**Entries:**

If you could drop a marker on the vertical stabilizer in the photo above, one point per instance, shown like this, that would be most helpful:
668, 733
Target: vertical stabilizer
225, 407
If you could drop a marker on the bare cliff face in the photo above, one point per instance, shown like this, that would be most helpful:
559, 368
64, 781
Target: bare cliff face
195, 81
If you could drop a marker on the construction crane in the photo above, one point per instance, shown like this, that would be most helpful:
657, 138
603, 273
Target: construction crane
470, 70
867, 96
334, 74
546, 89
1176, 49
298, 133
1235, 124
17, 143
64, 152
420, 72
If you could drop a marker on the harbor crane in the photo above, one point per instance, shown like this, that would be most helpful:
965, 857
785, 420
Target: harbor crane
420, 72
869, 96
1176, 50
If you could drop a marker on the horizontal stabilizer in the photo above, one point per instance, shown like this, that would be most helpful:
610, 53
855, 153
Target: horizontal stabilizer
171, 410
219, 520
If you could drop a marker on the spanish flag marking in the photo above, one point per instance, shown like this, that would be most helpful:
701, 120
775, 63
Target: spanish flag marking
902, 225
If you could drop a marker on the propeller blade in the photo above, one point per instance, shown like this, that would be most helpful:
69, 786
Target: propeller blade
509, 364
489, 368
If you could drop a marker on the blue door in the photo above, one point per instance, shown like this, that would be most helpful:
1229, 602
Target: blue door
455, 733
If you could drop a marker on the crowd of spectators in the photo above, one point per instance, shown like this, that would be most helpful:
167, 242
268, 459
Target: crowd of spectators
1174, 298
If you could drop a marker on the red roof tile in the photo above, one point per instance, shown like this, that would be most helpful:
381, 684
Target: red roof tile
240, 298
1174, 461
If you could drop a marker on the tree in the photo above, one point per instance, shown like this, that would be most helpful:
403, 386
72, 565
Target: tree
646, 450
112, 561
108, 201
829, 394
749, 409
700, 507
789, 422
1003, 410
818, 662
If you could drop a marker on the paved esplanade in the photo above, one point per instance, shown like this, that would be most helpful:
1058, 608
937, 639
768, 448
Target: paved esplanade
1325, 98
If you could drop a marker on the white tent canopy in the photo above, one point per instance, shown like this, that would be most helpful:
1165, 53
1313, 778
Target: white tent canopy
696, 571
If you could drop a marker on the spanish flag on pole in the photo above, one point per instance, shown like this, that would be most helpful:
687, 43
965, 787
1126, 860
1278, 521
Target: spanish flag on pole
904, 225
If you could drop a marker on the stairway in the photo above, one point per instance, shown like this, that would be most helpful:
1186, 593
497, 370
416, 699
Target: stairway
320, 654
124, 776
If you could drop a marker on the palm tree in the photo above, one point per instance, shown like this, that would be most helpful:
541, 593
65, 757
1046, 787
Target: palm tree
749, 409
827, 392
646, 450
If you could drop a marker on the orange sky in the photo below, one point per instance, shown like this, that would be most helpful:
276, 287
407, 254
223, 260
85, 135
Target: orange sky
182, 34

**Exercise brief:** Give back all the data exactly as written.

**Reply:**
If you could drop a marker on the vertical stabilizer in the photo above, one point per instance, shown like this, that would be most helpful:
668, 733
Target: vertical stabilizer
225, 407
If you could drop a marker on the bare cliff face in the photo above, one point per instance, shown like this, that would be most helpful:
559, 368
64, 781
Target: bare cliff face
195, 81
If you could drop a marker on the construction crane in the photo above, one point per instance, shown like this, that would be most helpful:
657, 138
603, 273
Target: construction crane
470, 70
867, 96
334, 74
546, 89
1176, 49
298, 133
1235, 124
17, 143
64, 152
420, 72
If you could drop a marker on the harbor crane in the photo above, one point per instance, shown like this, that would be most helpful:
965, 857
785, 420
Target: harbor crane
420, 72
869, 96
1176, 50
If you could drop a marker on the horizontal stabilizer in the photo above, one point per instance, shown like this, that would be most helpful:
610, 53
855, 153
Target: horizontal stabilizer
171, 410
219, 520
If you could drop a marker on the spanish flag marking in the photo above, one point per instance, shown like this, that would be most helpful:
701, 120
775, 63
Target: spanish flag marking
902, 225
If you could drop a marker on the propeller blade in the photo above, one point per instance, shown like this, that would be most helpful:
69, 786
Target: propeller blade
509, 364
489, 368
If you could drop a marker on the blue door in the photo above, one point per instance, shown like this, that would be most helpful:
1229, 602
Target: blue door
455, 733
If you could drop a marker on the crowd of spectators in the photo above, one point per instance, shown like this, that would be most helpful:
167, 242
268, 459
Target: crowd of spectators
1174, 298
If you could drop a marker on the red roof tile in the photo above, one point per instance, shown like this, that would be most helpful:
381, 684
Target: red roof tile
240, 298
1174, 461
If you could drop a marker on the tree in the photo above, one point per instance, shown like this, that would be most helpful:
403, 386
72, 565
Target: tree
646, 450
112, 561
108, 201
829, 394
749, 409
700, 507
789, 422
1003, 410
818, 662
If you could drop a marker on the paved esplanade in the photo above, one point per instance, shown like this, that would be most helpful:
1058, 608
937, 639
768, 448
Target: paved esplanade
1325, 98
If you could drop a marker on the white tent canopy in the photo above, one point per instance, shown like this, that would be most helpful:
1165, 53
1313, 778
Target: white tent canopy
696, 571
If you could drop a marker on the spanish flag on pole in the photo above, one point per instance, shown like this, that would be most helpful:
687, 43
965, 787
1126, 860
1278, 521
Target: spanish flag on pole
904, 225
If you could drop a marker on the stairway in the photo above, one point per instance, shown like this, that would be most helpful:
1186, 593
497, 370
416, 699
Target: stairway
320, 654
124, 776
If you could drop a marker on the palm tree in the photo above, one point per instance, shown like this, that would be most helpful:
541, 593
65, 757
1046, 787
Target: palm tree
749, 409
827, 392
646, 450
If you could drop a marker on the orange sky in the photo below, one point per instance, shown like this, that would be most helpful:
276, 287
407, 254
223, 260
85, 135
Target: orange sky
182, 34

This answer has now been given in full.